課題一覧:
1) 重加算税の解説文では、国税不服審判所の裁決をいくつ取り上げていますか。
2) 重加算税の解説文のうち、「色々な事例を知って頂きたいので、長いですが、敢えて書きましたので。」から「以下、国税不服審判所の裁決を8個見ていきましょう。」までを一字一句そのまま抜き出して返してください。
3) 重加算税の解説文を、最後の文の後から書き継いでください。
··· 抜粋本文
今回は「それは会社の責任なのか?」です。
今日は長文ですが、しっかりと付いてきて下さいね。
色々な事例を知って頂きたいので、長いですが、敢えて書きましたので。
税務調査があり、社長以外の役員、従業員の不正が発覚することがあります。
たとえば、売上を抜き、着服していたような場合です。
このような場合、社長が知らなかったとしても会社(納税者)の責任になり、
重加算税がかかることがあります。
しかし、他の役員や従業員が勝手にやったことです。
重加算税までかけられては、社長としては納得がいかないでしょう。
実際、これに関する争いは沢山ありますが、
完全に納税者に不利な結果となっています。
以下、国税不服審判所の裁決を8個見ていきましょう。
全て、「重加算税は妥当」とされた裁決です。
(1)昭和55年4月30日
税理士事務所の従業員による仮装、隠ぺいがされた申告書が提出され、
納税者には仮装、隠ぺいの意思はなかったとの主張が認められなかった裁決
(納税者の主張)
○ 税理士事務所の従業員が独断で収入金額を圧縮した申告書を作成した。
○ 納税者はその従業員から内容の説明を受けていない。
○ 過少申告であることを知らなかったから、仮装、隠ぺいの意図は無い。
(国税不服審判所の判断)
○ 納税者と税理士との間にどんな事情があったかは関係ない。
○ 税理士がどこまで関与したかも関係ない。
○ 納税者が押印した申告書を提出したことは仮装、隠ぺいに該当する。
(2)平成2年8月23日裁決
常務取締役が行なった仕入の架空計上は代表取締役が知らなくても、
納税者の仮装、隠ぺいと同じであるとされた事例
(納税者の主張)
○ 常務取締役が私欲により行なった仕入の架空計上であり、会社は関係ない。
○ 代表取締役はその不正経理を知らなかったから、納税者自身の行為ではない。
(国税不服審判所の判断)
○ 仮装、隠ぺいは法人の代表者に限定されるものではない。
······
··· 記録情報
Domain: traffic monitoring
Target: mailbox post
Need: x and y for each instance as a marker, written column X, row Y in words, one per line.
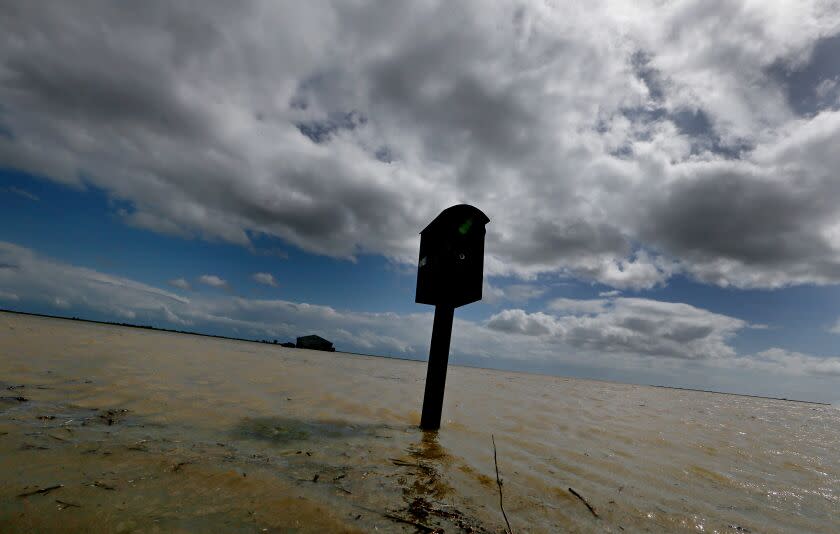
column 450, row 274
······
回答一覧:
1) 8個です。

2)
色々な事例を知って頂きたいので、長いですが、敢えて書きましたので。
税務調査があり、社長以外の役員、従業員の不正が発覚することがあります。
たとえば、売上を抜き、着服していたような場合です。
このような場合、社長が知らなかったとしても会社(納税者)の責任になり、
重加算税がかかることがあります。
しかし、他の役員や従業員が勝手にやったことです。
重加算税までかけられては、社長としては納得がいかないでしょう。
実際、これに関する争いは沢山ありますが、
完全に納税者に不利な結果となっています。
以下、国税不服審判所の裁決を8個見ていきましょう。

3)
○ 代表取締役が知らなかったとしても関係ない。
○ その役員及び家族等で経営に参画している者の行為は、納税者の行為と同じ。
(3)平成3年7月25日
顧問税理士が重加算税となる過少申告をした場合、
納税者が認識していたか否かにかかわらず、重加算税がかかるとされた事例
(国税不服審判所の判断)
○ 税理士が納税者に代わって行なった税務申告は、納税者が行なったのと同じ。
○ 重加算税の責任も納税者が知っていたか否かに関わらず、納税者が負うべき。
(4)平成5年10月12日
専務取締役が行なった売上除外、個人名義の預金への預入れは、
納税者の仮装、隠ぺいと同じであるとされた事例
(納税者の主張)
○ 売上の除外、個人名義の預金への預入れは専務取締役個人の背任行為である。
○ 代表取締役は知らなかったので、納税者に仮装、隠ぺいの意思及び事実は無い。
(国税不服審判所の判断)
○ 実質的に経営の主宰者である専務取締役の行為である。
○ 代表取締役が知っていたかどうかにかかわらず、納税者の行為と同じ。
(5)平成7年12月14日
経理部門という重要部門に所属し、課長等の権限がある者の仮装、隠ぺいは、
特段の事情がない限り、納税者本人の行為と同じであるとされた事例
(納税者の主張)
○ 棚卸資産の圧縮(=売上原価の水増し)は経理課長が行なったもの。
○ 代表取締役、その他の役員は全く知らなかった。
(国税不服審判所の判断)
申告と重要な関係がある経理部門の課長が行なった仮装、隠ぺいは
特段の事情がない限り、納税者本人の行為と同じである。
(6)平成10年12月2日
期末までに納品されておらず、担当者もこの事実を知っている上で、
経費の根拠となる納品書、請求書の発行を取引先に依頼し、
期末までに納品されたように仮装した事例
(国税不服審判所の判断)
○ 担当者が故意に事実を仮装したものである。
○ 仮装、隠ぺいは、納税者本人の行為に限定するものではない。
○ 仮装、隠ぺいは広くその関係者の行為を含むとしても違法ではない。
○ 従業員の私利私欲を目的として行われた仮装、隠ぺいによる過少申告
のような場合はともかくとして、納税者本人の行為と同じと見るべきである。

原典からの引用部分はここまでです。